--- Supplied entries ---

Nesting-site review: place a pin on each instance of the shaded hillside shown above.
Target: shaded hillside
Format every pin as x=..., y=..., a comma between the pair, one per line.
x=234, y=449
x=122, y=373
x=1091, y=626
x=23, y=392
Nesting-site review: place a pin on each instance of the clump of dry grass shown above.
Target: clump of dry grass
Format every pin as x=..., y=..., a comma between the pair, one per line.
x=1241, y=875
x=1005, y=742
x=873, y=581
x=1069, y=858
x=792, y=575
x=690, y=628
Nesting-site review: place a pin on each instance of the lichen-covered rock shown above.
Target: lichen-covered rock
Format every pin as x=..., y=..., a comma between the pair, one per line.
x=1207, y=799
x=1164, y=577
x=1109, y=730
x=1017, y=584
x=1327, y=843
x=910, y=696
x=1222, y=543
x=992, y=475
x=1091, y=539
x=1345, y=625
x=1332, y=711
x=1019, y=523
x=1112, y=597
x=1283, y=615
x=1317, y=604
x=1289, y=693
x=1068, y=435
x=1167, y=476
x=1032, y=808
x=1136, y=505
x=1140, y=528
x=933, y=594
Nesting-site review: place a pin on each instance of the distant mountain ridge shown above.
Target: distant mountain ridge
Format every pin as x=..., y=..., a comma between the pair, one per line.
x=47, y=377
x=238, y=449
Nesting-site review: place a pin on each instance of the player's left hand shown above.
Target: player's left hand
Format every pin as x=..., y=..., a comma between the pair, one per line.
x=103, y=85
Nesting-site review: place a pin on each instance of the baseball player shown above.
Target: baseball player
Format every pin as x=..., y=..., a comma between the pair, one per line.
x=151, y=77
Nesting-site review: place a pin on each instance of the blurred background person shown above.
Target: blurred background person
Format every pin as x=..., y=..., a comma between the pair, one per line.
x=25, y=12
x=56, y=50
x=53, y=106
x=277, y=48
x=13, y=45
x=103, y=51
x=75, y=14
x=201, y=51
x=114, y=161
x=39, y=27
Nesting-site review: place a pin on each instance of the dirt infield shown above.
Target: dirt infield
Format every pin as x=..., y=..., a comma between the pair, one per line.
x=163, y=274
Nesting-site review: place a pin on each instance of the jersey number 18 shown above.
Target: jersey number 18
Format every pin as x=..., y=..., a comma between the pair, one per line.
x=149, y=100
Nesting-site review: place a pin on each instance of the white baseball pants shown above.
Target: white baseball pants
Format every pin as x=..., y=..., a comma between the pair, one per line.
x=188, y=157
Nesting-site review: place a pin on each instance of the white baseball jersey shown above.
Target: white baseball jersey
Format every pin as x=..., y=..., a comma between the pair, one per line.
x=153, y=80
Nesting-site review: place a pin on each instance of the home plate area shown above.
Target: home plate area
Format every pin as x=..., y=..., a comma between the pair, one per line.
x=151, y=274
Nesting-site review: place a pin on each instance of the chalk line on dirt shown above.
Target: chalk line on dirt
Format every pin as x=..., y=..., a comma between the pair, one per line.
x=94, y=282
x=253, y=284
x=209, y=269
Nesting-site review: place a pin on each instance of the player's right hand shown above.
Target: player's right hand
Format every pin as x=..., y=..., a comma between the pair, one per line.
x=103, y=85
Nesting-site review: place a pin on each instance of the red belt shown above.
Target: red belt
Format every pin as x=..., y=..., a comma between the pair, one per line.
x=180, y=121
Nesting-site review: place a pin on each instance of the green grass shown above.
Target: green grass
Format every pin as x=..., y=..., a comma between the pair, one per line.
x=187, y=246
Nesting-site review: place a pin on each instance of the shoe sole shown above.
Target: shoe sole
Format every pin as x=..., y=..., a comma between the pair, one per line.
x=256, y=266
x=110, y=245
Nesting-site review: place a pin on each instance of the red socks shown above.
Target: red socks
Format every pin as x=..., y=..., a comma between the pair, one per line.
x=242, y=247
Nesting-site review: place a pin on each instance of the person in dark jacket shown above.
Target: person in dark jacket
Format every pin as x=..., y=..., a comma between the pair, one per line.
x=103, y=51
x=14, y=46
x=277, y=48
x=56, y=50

---

**Exercise:** The records above are to be output in full and without error.

**Task response:**
Nesting-site review: place a pin on each instance of the shaded hillside shown above.
Target: shaded hillside
Format every pin as x=..., y=..., a comma between the pair, one per line.
x=234, y=449
x=122, y=373
x=1091, y=626
x=23, y=392
Nesting-site review: place a pin on each instance of the clump of dry grass shown above.
Target: clump of dry grass
Format every pin as x=..., y=..., a comma between the pair, one per line.
x=1241, y=875
x=1005, y=742
x=873, y=581
x=1069, y=858
x=792, y=575
x=690, y=628
Nesting-site review: place a pin on each instance of the lichen-covered rock shown above.
Target: lichen-covered rock
Format every pin as x=..., y=..., a comma between the pair, one per line.
x=1207, y=799
x=1164, y=577
x=1109, y=730
x=1017, y=584
x=1327, y=843
x=910, y=696
x=1222, y=543
x=992, y=475
x=1091, y=539
x=1345, y=625
x=1332, y=711
x=1019, y=523
x=1112, y=597
x=1283, y=615
x=1317, y=604
x=1289, y=693
x=1068, y=435
x=1167, y=476
x=1032, y=808
x=1136, y=505
x=1140, y=528
x=933, y=594
Nesting-site review: place a pin on each instance of the distant mountain ridge shown above.
Target: distant mountain ridge
Format every pin as x=..., y=..., a comma between the pair, one per line.
x=47, y=377
x=238, y=449
Nesting-site review: place a pin on each instance of the player's left hand shown above.
Target: player's left hand
Format every pin as x=..., y=..., a comma between the pair, one per line.
x=103, y=85
Nesting-site review: place a pin on each instance of the baseball player shown above.
Target: baseball player
Format every pin as x=..., y=..., a comma between the pair, one per line.
x=151, y=77
Nesting-site review: place a pin on each instance of the blurred background person shown above.
Target: blurred background person
Format every pin as x=..., y=..., a comma between the pair, one per line.
x=25, y=12
x=56, y=50
x=53, y=106
x=277, y=48
x=13, y=45
x=103, y=51
x=75, y=14
x=201, y=51
x=114, y=161
x=39, y=27
Nesting-site review: place a pin on each instance of the dirt infield shown above.
Target: dirt infield
Format every pin as x=..., y=..., a comma between the pair, one per line.
x=163, y=274
Nesting-site review: place a pin on each instance of the jersey number 18 shown above.
Target: jersey number 18
Format every pin as x=..., y=..., a comma between the pair, one per line.
x=149, y=100
Nesting-site review: place a pin on each instance of the white baseball pants shown above.
Target: white baseball pants
Format every pin as x=..., y=..., a comma between the pair, one per line.
x=188, y=157
Nesting-site review: place a pin on each instance of the white baseball jersey shown above.
Target: white baseball jersey
Format every pin as x=..., y=..., a comma between the pair, one per line.
x=153, y=80
Nesting-site review: place a pin on each instance of the home plate area shown above.
Target: home plate area
Format every pin as x=..., y=..., a comma between the pair, one per line.
x=151, y=274
Nesting-site review: place a pin on each instance of the chalk line on dirt shown above.
Target: chalk line on dirt
Format every pin as x=..., y=..., a comma between the pair, one per line.
x=94, y=282
x=253, y=284
x=209, y=269
Nesting-site review: place a pin on each instance of the player's right hand shown above.
Target: player's right hand
Format every pin as x=..., y=..., a comma between the pair, one per line.
x=103, y=85
Nesting-site review: place a pin on each instance of the red belt shown above.
Target: red belt
Format every pin as x=..., y=..., a comma between the pair, one per line.
x=180, y=121
Nesting-site review: place a pin on each instance of the green grass shown above.
Target: green grass
Format every pin as x=..., y=..., a comma between the pair, one per line.
x=187, y=246
Nesting-site review: place a pin on each instance of the shoe sole shown above.
Target: shoe sole
Format every pin as x=..., y=..., a comma between the pair, one per line.
x=256, y=266
x=110, y=245
Nesting-site review: place a pin on each instance of the red socks shown above.
Target: red socks
Format every pin as x=..., y=..., a comma between the pair, one per line.
x=242, y=247
Nesting-site review: place a pin on each instance of the person in dark jacket shown above.
Target: person in dark jacket
Format every pin as x=..., y=..., a comma between the pair, one per line.
x=103, y=51
x=14, y=46
x=277, y=48
x=56, y=50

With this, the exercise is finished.